This Andreas Antonopoulos talk goes into more detail about the critical features of money and what being able to engineer them really means. We consider it to be one of his more profound presentations.
We've covered the collectible story of money, the links it has to reciprocal altruism and the influence this has had on our evolution as a species, and the importance of closed loops of circulation and lowered transaction costs. We've looked at the alternative story of debt, the deep mythic and religious roots money and morality have in our human story, the link between physical currency and violence, and ancient virtual monies and global trade networks. We've looked at modern banking methods, the need for credibly neutral currencies which can be programmed to respond in real time to the need for discipline or elasticity, and the importance of liquidity and the different prices of money to a truly global system. Now it's time to get down to engineering truly beneficial protocols for the creation and distribution of value.
How does this fit into Kernel?¶This has been chosen for Kernel, in particular, because it speaks directly to:
Value and how we can use technology to engineer its creation and distribution.
What money as a protocol really means for engineers capable of writing economic code.
How we can rethink incentives now that we have overhauled the control architecture of money.
"Money is the killer app. Money is the killer app because it is the foundational technology for all commerce and, as such, touches everything. In order to make all the stuff that is beyond money - the "blockchain" applications - work as neutral, open, decentralized platforms, we need to transact with a neutral, global, decentralized currency. You can't do the commerce, the trade, the identity, the land registry, the everything else without first having the foundation of a fundamentally new way of doing money which is open, borderless, decentralized, censorship-resistant and global."
Remember, money-as-a-protocol allows us to program incentives at scales never before possible. Yes, this means that there are all sorts of interesting high-level use cases to go after, but it also implies that the only way genuinely to do so is by thinking about the incentives which underpin whatever you want to build.
💡 If you're not altering the incentive structure on which your society runs, you should probably just use a database.
One of our biggest problems is understanding the terms we use, and money is probably the most relevant example of this. In this course, we've described it as an abstraction to communicate value, as a language in its own right, and as a technology older than writing. 'Money' as such is not a definitional term, it's a general classifier. We can, at least, talk about its critical features, defined in terms of how we can engineer it:
Medium of exchange
Unit of account.
"Money" describes things which exhibit some behaviour that allows us to use that thing for one or more of the above purposes. Most importantly, there is always a trade-off between the three. Gold is a great store of value, but a lousy medium of exchange. Visa is a great medium of exchange, but not really a unit of account, or a store of value (as it generally represents a form of debt). When you throw tokens on a blockchain into the mix, things become really confusing, and this is because we're using a descriptive term - "money" - without differentiating between its actual uses.
How do we decide which "things" satisfy the trade-off between these three critical features in the most optimal way? We consider: scarcity, portability, durability, fungibility, divisibility, acceptability and stability. In this context:
"Metals aren't very good money, because they have some intrinsic value which is separate from the money it represents. Silver and gold can be traded independently for aesthetic reasons or other purposes. This destroys its fundamental function as a medium of exchange."

*Requirement a*: Copy word for word the part of the passage on money as a protocol from "Remember, money-as-a-protocol allows" to "want to build.".

*Information given*:
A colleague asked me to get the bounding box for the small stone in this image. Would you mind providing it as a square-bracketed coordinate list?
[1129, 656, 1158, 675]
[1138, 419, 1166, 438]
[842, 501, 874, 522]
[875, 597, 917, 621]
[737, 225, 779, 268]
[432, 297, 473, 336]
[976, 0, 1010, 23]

==

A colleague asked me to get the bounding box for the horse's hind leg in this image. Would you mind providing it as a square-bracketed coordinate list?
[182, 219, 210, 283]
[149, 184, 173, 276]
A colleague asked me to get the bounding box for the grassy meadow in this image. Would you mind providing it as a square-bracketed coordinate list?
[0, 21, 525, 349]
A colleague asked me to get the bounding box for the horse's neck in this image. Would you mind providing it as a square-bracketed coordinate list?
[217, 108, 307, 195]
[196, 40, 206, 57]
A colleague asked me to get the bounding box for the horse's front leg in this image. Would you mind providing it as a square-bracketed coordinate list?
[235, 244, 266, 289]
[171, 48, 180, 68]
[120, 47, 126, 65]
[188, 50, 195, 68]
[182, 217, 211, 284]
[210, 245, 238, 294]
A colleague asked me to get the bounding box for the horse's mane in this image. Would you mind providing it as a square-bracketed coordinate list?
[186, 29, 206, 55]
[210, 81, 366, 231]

*Requirement b*: Give the listing from the line with "for the grassy" to the line with "[210, 245, 238, 294]" as a Markdown table with the columns Row and Line, numbering each row and leaving out any blank lines.

*Full output a*:
Remember, money-as-a-protocol allows us to program incentives at scales never before possible. Yes, this means that there are all sorts of interesting high-level use cases to go after, but it also implies that the only way genuinely to do so is by thinking about the incentives which underpin whatever you want to build.

*Full output b*:
| Row | Line |
|---|---|
| 1 | A colleague asked me to get the bounding box for the grassy meadow in this image. Would you mind providing it as a square-bracketed coordinate list? |
| 2 | [0, 21, 525, 349] |
| 3 | A colleague asked me to get the bounding box for the horse's neck in this image. Would you mind providing it as a square-bracketed coordinate list? |
| 4 | [217, 108, 307, 195] |
| 5 | [196, 40, 206, 57] |
| 6 | A colleague asked me to get the bounding box for the horse's front leg in this image. Would you mind providing it as a square-bracketed coordinate list? |
| 7 | [235, 244, 266, 289] |
| 8 | [171, 48, 180, 68] |
| 9 | [120, 47, 126, 65] |
| 10 | [188, 50, 195, 68] |
| 11 | [182, 217, 211, 284] |
| 12 | [210, 245, 238, 294] |